Required task:
Rewrite the records below with "Mark a dot" swapped for "Place a marker" wherever it occurs, leaving everything else unchanged. Leave the pictures out.

Stored records:

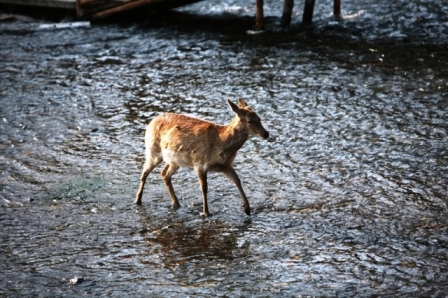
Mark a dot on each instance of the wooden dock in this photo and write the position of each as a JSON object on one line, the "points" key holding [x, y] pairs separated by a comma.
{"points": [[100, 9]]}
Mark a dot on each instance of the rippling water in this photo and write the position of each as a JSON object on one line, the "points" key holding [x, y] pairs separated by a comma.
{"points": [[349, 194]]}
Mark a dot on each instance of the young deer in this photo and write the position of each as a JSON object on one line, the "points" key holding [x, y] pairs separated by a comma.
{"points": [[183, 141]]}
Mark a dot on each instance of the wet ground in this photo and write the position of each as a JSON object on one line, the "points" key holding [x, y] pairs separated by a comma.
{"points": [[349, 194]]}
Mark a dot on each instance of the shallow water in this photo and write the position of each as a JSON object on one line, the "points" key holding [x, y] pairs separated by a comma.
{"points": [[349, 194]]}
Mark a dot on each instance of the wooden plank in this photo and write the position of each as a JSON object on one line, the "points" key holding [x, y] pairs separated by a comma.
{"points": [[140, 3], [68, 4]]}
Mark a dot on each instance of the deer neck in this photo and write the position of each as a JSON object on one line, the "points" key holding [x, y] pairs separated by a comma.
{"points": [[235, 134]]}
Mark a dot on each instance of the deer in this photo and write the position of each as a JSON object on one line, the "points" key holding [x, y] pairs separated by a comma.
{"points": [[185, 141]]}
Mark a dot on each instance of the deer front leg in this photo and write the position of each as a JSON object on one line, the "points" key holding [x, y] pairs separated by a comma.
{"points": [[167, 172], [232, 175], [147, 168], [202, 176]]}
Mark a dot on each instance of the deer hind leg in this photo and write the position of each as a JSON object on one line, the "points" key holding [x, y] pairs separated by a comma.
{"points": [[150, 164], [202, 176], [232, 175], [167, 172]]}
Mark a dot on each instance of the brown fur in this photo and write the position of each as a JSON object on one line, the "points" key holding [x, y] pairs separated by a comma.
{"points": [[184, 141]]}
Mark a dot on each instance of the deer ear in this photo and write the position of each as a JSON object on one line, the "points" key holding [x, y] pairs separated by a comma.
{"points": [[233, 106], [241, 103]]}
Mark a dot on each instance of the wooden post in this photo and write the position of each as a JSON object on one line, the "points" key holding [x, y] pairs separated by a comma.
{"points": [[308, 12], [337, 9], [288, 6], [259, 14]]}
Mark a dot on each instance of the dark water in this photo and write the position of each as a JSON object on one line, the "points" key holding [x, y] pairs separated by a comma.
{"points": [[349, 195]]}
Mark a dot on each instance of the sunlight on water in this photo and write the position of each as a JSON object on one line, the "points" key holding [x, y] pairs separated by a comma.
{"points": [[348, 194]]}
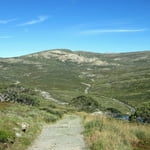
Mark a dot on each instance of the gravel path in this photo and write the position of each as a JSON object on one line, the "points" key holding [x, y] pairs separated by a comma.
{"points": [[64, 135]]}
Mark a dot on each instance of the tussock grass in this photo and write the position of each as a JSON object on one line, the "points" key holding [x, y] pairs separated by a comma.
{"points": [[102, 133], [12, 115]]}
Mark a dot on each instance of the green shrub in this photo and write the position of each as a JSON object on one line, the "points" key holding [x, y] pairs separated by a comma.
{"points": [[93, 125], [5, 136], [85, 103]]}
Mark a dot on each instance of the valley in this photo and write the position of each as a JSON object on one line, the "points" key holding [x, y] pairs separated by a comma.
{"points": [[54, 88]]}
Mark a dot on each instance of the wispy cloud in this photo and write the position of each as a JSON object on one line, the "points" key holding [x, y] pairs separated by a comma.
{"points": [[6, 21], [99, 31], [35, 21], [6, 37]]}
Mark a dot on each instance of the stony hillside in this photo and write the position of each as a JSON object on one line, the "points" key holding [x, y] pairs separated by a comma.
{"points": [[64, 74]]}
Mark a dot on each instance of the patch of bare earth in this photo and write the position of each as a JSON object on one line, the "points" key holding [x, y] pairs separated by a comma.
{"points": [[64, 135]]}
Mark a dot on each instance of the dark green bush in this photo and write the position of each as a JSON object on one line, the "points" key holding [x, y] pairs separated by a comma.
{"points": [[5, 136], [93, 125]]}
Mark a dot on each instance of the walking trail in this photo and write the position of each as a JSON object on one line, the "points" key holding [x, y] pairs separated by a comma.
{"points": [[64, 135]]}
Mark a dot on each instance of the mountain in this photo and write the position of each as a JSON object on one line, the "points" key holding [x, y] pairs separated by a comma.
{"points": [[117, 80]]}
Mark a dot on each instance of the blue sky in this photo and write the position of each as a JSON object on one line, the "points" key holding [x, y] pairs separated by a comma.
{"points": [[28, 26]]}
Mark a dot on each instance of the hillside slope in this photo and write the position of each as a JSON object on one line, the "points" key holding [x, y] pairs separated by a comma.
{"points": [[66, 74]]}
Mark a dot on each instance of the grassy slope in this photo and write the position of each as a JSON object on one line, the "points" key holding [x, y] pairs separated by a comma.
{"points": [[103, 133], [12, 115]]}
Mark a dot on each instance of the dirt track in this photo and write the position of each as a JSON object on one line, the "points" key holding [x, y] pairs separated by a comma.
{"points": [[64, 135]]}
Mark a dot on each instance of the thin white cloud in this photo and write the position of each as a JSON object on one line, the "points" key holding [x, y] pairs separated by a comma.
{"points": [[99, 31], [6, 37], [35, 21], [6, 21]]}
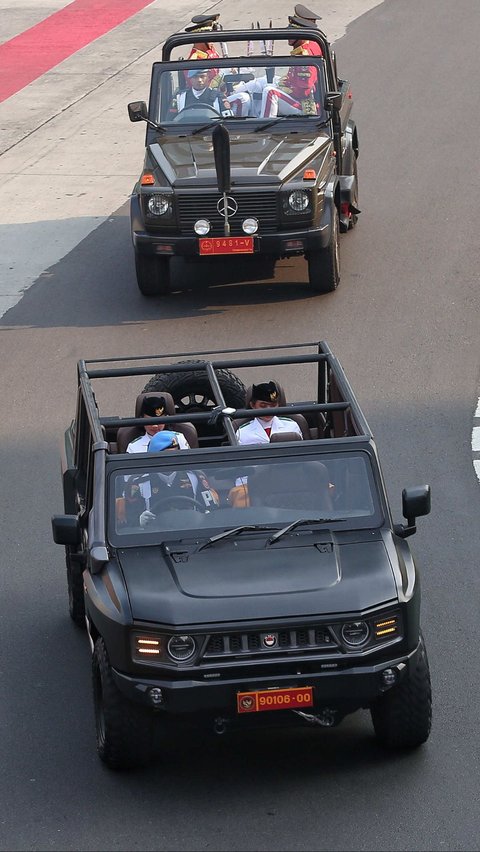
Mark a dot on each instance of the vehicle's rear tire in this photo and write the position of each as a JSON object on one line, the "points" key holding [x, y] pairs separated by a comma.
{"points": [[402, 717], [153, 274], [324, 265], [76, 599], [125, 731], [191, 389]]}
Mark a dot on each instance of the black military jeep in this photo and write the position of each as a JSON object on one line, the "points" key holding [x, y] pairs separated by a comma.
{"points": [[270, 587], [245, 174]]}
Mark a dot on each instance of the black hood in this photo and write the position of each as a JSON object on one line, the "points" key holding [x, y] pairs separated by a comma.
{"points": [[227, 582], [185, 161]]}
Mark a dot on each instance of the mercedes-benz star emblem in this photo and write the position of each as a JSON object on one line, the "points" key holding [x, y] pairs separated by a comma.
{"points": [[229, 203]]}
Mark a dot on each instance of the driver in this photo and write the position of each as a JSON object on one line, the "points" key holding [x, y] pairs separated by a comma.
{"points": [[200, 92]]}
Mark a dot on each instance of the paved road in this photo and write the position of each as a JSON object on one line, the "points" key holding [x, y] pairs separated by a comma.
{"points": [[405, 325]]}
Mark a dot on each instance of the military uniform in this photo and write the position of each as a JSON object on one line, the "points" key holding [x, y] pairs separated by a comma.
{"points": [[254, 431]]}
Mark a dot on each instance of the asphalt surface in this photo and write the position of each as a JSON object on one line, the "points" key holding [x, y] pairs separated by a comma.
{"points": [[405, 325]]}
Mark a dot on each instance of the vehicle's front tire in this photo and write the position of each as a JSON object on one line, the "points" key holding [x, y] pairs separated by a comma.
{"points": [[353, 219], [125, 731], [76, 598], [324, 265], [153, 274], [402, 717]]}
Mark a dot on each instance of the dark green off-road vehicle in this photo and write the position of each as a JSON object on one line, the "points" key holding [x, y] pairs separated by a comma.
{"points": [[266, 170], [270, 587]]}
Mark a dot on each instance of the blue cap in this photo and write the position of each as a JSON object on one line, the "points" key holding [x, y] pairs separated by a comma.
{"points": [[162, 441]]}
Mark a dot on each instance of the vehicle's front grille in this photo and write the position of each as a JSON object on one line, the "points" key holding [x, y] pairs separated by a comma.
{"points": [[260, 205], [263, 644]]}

Reply to the task:
Place a marker on each instance of the wooden dock in this photo and write the position of each as a JSON object on one line, the "points" key holding [x, y] pairs separated by a comma.
{"points": [[100, 9]]}
Place a marker on each instance of the rippling water in this photo and write the position of each as a JSON object on one line, the "points" key holding [x, y] pairs separated by a comma.
{"points": [[349, 194]]}
Place a marker on each instance of the young deer in this photo and write the position of each as a JSON object on one line, the "points" key holding [x, y] pairs separated by a comma.
{"points": [[183, 141]]}
Place a marker on each instance of the wet ground in this photo and write the position of each as a JSON object on one line, the "points" key holding [x, y] pairs separated by a comma.
{"points": [[349, 194]]}
Place a marker on each instance of the shallow water in this photo and write the position of each as a JSON object on one line, the "points" key holding [x, y] pairs separated by a comma.
{"points": [[349, 194]]}
Place a marker on each instance of the wooden plank in this photo and write the position of each as a JSON object on one line, the "points" key holding [x, y] pairs separated by a comma.
{"points": [[140, 3], [68, 4]]}
Place a marker on each instance of the deer neck in this photo and write the position of each as a JSON object on one line, the "points" key holding [x, y] pairs separated by a comma.
{"points": [[235, 134]]}
Place a marker on each instance of the deer in this photo and write the position of each as a JSON object on one line, the "points" key holding [x, y] pairs separated by a comma.
{"points": [[185, 141]]}
Place a marker on each instance of the deer front leg in this photo and write the position of each as a JSON object on one line, the "points" key holding [x, y] pairs separated by a comma.
{"points": [[167, 172], [232, 175], [147, 168], [202, 176]]}
Place a marker on each instance of the deer hind leg in this photo and write the position of each as a JSON object on one line, the "points" key holding [x, y] pairs separated by a comma.
{"points": [[150, 164], [202, 176], [232, 175], [167, 172]]}
Place a marker on each instance of the brown fur in this photo and write the position of each as a JSON object on one line, the "points" key holding [x, y] pairs separated by a comma.
{"points": [[184, 141]]}
Place a marker on each instance of the deer ear in this photo and write the position of each as a JSON object on one line, the "points" key holding [x, y] pairs separated by a comma.
{"points": [[233, 106], [241, 103]]}
Place a marker on each instance of the wooden post in this photo and write the position of each as a JSON object on one line, the "points" key holding [x, y] pairs separated by a comma.
{"points": [[308, 12], [337, 9], [288, 6], [259, 14]]}
Place a marker on each instance of the dark water in this photo and write the position of each as a JSON object on one line, the "points" key holding [x, y] pairs separated by a comma.
{"points": [[349, 195]]}
Place a marker on each instance of the sunlight on water in this photo and write the position of each as a JSON object on one line, the "points" key holding [x, y] pairs separated by a comma.
{"points": [[348, 194]]}
Place a marker on each instance of the gravel path in this photo and write the position of each as a JSON object on one line, the "points" key holding [x, y] pairs separated by a comma.
{"points": [[64, 135]]}
Place a marker on each instance of the tussock grass in this photo and write the position of each as a JSON object on one line, the "points" key holding [x, y] pairs separated by a comma.
{"points": [[102, 133], [12, 115]]}
Place a marker on each instance of the green shrub in this photo and write the position of each as a JSON object on one line, the "points" key holding [x, y] pairs separated by a comma.
{"points": [[93, 125], [5, 136], [85, 103]]}
Place a marker on each instance of the valley in this photo and write the position of each as a JSON object on one line, the "points" key holding [x, y] pairs separated by a comma.
{"points": [[54, 88]]}
Place a marker on each instance of the wispy cloud in this photo and write the position of each as a JSON object on one line, the "points" key holding [x, y] pairs separated by a comma.
{"points": [[6, 21], [99, 31], [35, 21], [6, 37]]}
Place a marker on each instance of the stony hillside in this photo and write the position of each as a JSON object on one line, the "points" key holding [x, y] pairs separated by a comma.
{"points": [[64, 74]]}
Place a marker on each instance of the patch of bare earth in this photo and write the position of each as a JSON object on one line, the "points" key holding [x, y] pairs separated by a comma.
{"points": [[64, 135]]}
Place a marker on each instance of the dark green bush in this photo and write the position of each as a JSON object on one line, the "points" key holding [x, y] pairs separated by a comma.
{"points": [[5, 136], [93, 125]]}
Place a marker on each instance of the walking trail in this photo and write the position of each as a JSON object on one line, the "points" key holding [x, y] pairs separated by a comma.
{"points": [[64, 135]]}
Place a marker on each instance of the mountain in this photo and write the position of each as a JSON object on one line, the "points" key holding [x, y] pairs separated by a comma.
{"points": [[117, 80]]}
Place a marker on each instance of the blue sky in this photo and write the position of each as a JSON object on one line, the "points" key holding [x, y] pairs separated by a comma.
{"points": [[28, 26]]}
Place a marker on each instance of the hillside slope in this photo and write the position of each as a JSON object on one line, the "points" key holding [x, y] pairs separated by a comma.
{"points": [[66, 74]]}
Place a marker on each instance of the grassy slope in this photo and write the position of each as a JSON object on one line, the "points" key holding [x, y] pairs separated by a comma.
{"points": [[103, 133], [12, 115]]}
Place a marker on each instance of the dirt track in this photo and write the position of each as a JSON object on one line, the "points" key holding [x, y] pairs separated by a comma.
{"points": [[64, 135]]}
Place a marker on each instance of the thin white cloud in this photo and write the position of each as a JSON object on one line, the "points" key holding [x, y] pairs separated by a comma.
{"points": [[99, 31], [6, 37], [35, 21], [6, 21]]}
Place a marker on each instance of the vehicle's rear tire in this photo and write the position of each as a JSON object on one line, the "points" key holding [x, y] pairs separated by a comma.
{"points": [[402, 717], [153, 274], [324, 265], [76, 599], [125, 731], [191, 389]]}
Place a marker on each instance of the black military jeep in this photo and write the position of each as a JSON object on one line, the "points" key holding [x, y] pairs separated by a comma.
{"points": [[270, 587], [245, 174]]}
Place a marker on each instance of the black hood in this photo and write the position of each as a JSON object on one line, the "points" key holding [x, y] pairs separated by a comma.
{"points": [[227, 582], [185, 161]]}
Place a marker on each instance of the mercedes-benz star emblem in this photo and write the position of each as a JSON object on one line, the "points" key holding [x, y] pairs separated by a comma.
{"points": [[229, 203]]}
Place a marker on each instance of the driver in this photo and write the position of each as a JSON object on one line, the "points" key holding [x, y] pairs separated by a comma.
{"points": [[200, 92]]}
Place a marker on each instance of the paved road in this photo and write the position of each as a JSON object on one line, the "points" key holding [x, y] pairs separated by a comma.
{"points": [[405, 325]]}
Place a marker on each instance of the military uniform in this photo and write the position of each as a JSON object on one line, the "points" key holding [x, y] pairs separated by a comma.
{"points": [[254, 431]]}
Place a marker on each instance of the asphalt surface in this photo and write the position of each as a JSON object on one line, the "points" key holding [x, y] pairs separated by a comma.
{"points": [[405, 325]]}
Place a marker on each instance of the vehicle's front tire in this photo and write the position of each as a JSON object on one line, the "points" key holding [x, y] pairs separated by a comma.
{"points": [[353, 219], [125, 731], [76, 598], [324, 265], [153, 274], [402, 717]]}
Place a marker on each instance of the dark green off-road vehicle in this photo and write the position of each as a JSON object on one line, the "points" key holding [x, y] pairs separated by a comma.
{"points": [[266, 170], [270, 587]]}
Place a marker on each instance of the blue cap in this photo and write the position of each as a JSON object on one line, the "points" key holding [x, y] pairs separated by a comma.
{"points": [[162, 441]]}
Place a marker on each instance of the vehicle's front grille in this photo and write the position of each as a JSON object on one line, the "points" key holding [x, y] pairs separated by a comma.
{"points": [[260, 205], [263, 644]]}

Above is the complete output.